EXERCISE OBJECTIVE: Below are entries. Pull out all lines containing "door".

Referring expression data

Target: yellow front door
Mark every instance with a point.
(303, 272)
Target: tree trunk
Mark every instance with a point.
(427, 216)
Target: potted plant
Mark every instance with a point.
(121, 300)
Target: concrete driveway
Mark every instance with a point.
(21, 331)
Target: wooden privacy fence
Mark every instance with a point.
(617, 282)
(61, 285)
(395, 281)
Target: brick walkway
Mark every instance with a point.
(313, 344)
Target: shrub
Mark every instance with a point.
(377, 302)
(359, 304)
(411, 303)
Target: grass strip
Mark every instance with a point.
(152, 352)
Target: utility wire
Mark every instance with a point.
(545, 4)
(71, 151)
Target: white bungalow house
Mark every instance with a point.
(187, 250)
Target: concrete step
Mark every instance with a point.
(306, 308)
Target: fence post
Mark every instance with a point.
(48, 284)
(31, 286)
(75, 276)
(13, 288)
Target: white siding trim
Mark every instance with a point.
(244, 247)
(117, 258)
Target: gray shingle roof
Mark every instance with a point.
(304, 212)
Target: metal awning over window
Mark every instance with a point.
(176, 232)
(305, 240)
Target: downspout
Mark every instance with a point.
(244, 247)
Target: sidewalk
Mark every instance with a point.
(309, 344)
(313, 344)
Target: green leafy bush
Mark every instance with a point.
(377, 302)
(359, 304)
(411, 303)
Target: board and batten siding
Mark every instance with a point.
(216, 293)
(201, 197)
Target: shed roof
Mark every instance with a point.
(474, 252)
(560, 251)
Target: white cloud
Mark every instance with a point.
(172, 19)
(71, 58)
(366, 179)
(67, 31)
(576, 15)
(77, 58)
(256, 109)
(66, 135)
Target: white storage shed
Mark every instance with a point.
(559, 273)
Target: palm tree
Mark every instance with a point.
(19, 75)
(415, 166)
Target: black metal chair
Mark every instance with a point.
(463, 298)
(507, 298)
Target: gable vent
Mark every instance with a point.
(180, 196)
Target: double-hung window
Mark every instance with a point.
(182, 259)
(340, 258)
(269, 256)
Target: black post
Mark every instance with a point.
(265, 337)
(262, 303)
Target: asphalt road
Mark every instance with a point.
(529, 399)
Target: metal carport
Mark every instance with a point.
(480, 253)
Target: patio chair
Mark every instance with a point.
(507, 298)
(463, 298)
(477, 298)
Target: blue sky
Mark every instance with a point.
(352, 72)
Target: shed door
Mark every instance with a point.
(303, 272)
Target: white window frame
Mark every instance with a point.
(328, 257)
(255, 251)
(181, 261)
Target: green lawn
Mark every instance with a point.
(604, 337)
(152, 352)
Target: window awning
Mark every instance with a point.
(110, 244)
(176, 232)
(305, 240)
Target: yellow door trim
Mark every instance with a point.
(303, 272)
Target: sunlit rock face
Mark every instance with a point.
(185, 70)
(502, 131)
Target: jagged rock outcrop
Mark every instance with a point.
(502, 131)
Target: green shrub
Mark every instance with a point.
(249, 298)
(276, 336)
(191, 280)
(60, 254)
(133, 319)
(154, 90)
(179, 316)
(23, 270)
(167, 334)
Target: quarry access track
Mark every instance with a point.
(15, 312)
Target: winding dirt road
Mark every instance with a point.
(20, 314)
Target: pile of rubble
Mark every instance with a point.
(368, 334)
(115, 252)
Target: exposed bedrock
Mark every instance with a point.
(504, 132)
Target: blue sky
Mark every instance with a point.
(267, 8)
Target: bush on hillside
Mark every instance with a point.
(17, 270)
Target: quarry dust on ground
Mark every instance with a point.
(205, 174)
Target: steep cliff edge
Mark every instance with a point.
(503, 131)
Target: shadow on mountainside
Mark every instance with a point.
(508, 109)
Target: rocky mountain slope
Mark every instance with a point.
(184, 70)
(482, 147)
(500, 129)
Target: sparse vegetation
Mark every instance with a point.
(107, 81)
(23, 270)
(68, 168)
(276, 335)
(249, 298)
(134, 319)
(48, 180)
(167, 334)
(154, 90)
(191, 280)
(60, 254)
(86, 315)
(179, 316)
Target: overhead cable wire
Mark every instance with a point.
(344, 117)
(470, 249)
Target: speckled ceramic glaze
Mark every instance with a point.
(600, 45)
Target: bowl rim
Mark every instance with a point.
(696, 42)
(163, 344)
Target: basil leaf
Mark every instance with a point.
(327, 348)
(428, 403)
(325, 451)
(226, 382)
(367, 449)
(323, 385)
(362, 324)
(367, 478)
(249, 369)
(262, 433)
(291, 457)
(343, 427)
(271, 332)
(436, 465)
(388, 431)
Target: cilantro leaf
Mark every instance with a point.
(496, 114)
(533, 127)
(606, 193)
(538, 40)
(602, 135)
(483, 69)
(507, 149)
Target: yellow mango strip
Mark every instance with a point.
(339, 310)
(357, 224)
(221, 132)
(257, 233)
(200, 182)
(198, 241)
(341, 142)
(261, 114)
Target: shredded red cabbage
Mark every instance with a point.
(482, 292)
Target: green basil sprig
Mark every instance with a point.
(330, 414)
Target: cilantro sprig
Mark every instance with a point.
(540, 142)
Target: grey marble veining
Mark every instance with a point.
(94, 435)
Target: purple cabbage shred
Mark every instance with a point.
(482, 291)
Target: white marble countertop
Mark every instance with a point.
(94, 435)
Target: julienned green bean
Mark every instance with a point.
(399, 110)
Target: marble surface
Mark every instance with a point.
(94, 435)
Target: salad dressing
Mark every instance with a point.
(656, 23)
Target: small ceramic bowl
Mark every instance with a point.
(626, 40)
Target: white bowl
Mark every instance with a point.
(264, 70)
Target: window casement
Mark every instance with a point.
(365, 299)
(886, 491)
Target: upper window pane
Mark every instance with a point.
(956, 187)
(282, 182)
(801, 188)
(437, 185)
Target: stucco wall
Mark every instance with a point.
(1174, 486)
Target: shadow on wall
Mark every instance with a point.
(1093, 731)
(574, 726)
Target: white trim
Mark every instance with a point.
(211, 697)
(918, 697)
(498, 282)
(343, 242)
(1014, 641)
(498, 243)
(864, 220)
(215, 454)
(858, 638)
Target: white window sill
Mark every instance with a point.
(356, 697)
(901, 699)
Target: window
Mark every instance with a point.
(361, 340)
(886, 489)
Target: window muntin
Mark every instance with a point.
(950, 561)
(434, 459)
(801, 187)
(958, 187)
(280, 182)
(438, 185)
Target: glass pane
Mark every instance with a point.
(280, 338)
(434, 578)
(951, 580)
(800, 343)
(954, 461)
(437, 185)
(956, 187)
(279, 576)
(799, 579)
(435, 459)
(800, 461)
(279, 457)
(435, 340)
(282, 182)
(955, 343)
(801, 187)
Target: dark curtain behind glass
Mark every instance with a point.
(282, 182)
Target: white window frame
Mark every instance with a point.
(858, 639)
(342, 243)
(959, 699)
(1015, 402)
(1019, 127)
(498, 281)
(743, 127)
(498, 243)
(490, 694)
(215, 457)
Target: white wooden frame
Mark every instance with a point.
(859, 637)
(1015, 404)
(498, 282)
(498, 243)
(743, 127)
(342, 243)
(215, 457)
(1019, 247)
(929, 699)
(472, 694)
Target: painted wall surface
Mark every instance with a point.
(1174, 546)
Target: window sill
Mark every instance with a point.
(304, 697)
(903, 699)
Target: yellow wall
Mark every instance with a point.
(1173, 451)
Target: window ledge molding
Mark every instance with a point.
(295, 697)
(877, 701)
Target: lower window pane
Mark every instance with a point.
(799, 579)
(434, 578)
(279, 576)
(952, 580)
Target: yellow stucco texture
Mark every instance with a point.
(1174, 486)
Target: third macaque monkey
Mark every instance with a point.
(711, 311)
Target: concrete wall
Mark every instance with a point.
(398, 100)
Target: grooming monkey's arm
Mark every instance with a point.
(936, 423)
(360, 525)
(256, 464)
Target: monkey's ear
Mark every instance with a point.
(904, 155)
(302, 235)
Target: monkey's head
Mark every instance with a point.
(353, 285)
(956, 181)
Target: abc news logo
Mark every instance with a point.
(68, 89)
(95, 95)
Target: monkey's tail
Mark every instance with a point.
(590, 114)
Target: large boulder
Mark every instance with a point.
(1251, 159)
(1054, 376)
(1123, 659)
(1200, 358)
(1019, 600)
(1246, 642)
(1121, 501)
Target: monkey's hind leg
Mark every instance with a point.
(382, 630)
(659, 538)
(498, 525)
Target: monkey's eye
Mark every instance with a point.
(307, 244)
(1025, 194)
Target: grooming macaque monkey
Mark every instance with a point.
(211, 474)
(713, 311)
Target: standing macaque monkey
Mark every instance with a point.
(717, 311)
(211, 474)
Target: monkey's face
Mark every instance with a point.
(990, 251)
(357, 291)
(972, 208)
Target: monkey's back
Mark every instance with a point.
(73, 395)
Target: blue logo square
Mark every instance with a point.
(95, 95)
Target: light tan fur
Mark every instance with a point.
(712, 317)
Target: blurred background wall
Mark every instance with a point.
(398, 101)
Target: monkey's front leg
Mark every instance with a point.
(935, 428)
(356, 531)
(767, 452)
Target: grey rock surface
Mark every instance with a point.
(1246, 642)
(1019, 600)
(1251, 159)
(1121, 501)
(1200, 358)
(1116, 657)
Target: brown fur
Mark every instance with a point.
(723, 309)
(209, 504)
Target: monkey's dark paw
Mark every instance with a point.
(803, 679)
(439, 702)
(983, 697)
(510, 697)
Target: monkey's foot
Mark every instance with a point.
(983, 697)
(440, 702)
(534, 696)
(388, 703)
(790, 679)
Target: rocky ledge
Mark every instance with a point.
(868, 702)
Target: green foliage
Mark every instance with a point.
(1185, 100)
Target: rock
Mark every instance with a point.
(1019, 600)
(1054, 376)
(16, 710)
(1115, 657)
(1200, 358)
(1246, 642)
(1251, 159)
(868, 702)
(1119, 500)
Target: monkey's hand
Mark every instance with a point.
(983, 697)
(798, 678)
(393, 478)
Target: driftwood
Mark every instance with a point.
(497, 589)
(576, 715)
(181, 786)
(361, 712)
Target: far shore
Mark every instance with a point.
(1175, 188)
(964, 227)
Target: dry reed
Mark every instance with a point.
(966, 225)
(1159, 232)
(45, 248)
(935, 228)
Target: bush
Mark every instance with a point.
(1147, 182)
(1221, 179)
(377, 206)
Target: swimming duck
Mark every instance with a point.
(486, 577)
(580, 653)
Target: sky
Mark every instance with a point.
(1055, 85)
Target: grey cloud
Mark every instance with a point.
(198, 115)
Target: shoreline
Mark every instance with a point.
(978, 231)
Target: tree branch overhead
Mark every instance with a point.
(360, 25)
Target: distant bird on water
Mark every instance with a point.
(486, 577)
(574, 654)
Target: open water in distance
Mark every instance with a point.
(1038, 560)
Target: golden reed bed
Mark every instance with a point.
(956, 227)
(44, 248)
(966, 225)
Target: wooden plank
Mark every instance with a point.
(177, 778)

EXERCISE RESULT:
Target: yellow front door
Target: shed door
Target: yellow door trim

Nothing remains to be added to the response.